* Your task
Reproduce every record precisely, leaving no line out.

Dataset excerpts:
--- START ---
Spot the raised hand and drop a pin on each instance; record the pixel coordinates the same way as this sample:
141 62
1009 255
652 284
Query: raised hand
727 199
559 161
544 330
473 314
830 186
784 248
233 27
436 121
--- END ---
* The answer
Spot the raised hand and drop a pin on each instance; record the pixel coordinates the same way as this sample:
141 62
1009 255
652 284
Query: raised hand
727 199
559 161
544 330
473 314
830 186
784 248
233 27
436 121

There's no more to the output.